* _JOB_
Put each line of the rows below into a JSON list of strings, one string per line and no blank lines. Start at the line containing "Please provide the mask of every instance of the pointed" and go through the final line of the rows.

[Object outline annotations]
::::::::

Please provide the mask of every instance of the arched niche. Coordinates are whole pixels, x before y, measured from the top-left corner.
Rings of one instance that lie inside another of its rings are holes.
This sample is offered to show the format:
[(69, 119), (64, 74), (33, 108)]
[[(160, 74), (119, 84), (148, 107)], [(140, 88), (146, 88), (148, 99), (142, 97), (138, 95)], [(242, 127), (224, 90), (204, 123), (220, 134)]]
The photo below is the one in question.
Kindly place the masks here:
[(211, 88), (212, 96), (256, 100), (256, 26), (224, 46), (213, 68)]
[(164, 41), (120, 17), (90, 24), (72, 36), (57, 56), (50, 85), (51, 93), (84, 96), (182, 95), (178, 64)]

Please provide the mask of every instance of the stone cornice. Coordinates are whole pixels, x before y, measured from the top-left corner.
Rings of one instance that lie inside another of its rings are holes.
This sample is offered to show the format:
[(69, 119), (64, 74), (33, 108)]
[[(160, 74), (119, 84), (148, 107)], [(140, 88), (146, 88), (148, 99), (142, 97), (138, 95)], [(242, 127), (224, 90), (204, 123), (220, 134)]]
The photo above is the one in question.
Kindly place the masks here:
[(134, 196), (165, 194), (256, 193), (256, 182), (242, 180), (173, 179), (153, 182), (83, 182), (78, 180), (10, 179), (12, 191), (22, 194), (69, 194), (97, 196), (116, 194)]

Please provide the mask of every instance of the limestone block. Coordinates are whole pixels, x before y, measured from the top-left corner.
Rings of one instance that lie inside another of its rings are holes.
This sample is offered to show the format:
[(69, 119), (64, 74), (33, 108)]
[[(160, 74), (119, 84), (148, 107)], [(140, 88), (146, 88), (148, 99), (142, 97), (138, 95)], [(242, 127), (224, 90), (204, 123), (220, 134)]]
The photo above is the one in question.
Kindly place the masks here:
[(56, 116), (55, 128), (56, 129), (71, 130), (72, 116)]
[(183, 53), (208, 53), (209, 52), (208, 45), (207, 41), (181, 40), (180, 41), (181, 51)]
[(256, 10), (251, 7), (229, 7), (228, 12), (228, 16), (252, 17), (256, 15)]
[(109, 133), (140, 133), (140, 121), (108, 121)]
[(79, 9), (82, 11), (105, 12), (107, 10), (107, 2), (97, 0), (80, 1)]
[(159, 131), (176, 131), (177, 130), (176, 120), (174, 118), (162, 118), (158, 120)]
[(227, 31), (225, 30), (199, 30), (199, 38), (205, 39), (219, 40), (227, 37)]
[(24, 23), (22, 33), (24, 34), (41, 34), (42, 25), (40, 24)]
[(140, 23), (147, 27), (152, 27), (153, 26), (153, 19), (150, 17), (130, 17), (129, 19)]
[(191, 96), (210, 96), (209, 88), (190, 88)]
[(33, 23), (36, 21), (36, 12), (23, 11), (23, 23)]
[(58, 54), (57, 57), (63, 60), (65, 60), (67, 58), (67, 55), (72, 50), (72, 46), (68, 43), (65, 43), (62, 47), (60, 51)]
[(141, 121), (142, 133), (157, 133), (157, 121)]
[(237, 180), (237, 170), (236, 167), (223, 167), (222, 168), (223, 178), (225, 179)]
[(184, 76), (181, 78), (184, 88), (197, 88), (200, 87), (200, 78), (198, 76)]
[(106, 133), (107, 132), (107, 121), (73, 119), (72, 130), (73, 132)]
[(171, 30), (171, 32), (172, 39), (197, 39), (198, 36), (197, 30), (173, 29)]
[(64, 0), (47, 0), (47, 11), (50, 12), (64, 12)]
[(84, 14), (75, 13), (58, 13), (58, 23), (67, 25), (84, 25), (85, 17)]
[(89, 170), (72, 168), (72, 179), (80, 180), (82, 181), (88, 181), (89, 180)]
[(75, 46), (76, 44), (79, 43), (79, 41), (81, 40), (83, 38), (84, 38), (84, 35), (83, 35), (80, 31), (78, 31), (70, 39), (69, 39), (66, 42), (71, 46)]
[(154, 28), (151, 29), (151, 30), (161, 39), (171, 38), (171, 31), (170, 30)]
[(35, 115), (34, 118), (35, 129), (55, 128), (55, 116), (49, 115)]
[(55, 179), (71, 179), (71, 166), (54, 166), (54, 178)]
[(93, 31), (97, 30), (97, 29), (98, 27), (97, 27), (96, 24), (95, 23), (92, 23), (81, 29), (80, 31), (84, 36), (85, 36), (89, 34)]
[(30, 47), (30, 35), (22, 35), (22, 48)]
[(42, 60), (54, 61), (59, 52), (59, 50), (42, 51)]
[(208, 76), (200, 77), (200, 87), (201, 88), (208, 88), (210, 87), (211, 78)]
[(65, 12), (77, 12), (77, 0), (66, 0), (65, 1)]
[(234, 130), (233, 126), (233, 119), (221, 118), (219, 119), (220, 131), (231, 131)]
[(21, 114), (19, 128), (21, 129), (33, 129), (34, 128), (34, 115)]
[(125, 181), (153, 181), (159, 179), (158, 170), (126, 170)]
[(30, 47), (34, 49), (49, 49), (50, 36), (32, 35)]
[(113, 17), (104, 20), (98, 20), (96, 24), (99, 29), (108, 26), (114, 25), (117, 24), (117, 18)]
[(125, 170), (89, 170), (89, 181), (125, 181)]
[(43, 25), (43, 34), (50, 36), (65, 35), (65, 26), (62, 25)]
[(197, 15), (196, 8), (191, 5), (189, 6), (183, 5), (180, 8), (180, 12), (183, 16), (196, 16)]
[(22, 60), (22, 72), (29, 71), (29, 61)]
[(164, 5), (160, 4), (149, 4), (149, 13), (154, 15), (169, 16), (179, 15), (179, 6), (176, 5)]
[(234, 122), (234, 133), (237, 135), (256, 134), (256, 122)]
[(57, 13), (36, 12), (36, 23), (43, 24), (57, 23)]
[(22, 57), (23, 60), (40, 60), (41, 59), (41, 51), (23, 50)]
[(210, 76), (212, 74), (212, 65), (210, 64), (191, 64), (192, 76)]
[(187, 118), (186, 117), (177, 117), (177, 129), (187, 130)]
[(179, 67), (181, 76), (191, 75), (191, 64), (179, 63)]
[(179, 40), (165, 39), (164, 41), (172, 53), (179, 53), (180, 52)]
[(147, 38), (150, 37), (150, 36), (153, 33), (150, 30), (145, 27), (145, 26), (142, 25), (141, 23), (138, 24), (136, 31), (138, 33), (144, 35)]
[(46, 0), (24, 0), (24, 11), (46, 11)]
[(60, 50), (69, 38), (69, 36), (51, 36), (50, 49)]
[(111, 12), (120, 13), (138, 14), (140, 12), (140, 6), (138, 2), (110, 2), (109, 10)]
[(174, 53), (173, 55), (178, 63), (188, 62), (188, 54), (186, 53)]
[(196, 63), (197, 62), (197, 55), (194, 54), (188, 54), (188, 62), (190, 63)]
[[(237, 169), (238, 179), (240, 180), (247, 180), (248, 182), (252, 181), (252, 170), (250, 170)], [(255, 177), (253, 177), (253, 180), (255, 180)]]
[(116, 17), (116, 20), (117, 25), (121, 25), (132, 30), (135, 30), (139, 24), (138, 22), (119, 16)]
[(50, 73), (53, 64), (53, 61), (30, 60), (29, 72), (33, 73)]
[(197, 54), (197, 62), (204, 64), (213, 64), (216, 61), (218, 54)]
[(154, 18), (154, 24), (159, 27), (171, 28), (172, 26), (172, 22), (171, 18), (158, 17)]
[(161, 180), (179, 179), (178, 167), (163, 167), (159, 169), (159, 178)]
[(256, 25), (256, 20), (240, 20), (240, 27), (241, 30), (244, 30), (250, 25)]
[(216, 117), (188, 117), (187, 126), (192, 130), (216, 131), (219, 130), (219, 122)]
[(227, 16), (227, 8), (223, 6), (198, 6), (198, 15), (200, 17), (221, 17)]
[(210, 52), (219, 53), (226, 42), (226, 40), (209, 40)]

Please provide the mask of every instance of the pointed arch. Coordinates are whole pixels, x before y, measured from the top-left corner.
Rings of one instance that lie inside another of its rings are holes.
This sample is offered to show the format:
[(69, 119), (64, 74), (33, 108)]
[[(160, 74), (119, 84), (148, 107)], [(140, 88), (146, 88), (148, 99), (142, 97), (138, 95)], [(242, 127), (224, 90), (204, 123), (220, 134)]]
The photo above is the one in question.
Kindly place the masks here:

::::::::

* _SOLUTION BELOW_
[
  "Please provide the mask of every instance of the pointed arch. Coordinates are whole pixels, x before y, measured from the top-left corner.",
  "Rings of one instance that lie inside another of its rings are holes.",
  "This sample is offered to show the format:",
  "[(69, 119), (64, 74), (33, 108)]",
  "[[(160, 74), (119, 84), (148, 107)], [(140, 88), (146, 88), (148, 99), (142, 97), (138, 95)], [(242, 127), (224, 90), (204, 123), (220, 134)]]",
  "The photo above is the one in question.",
  "Kindly place the masks here:"
]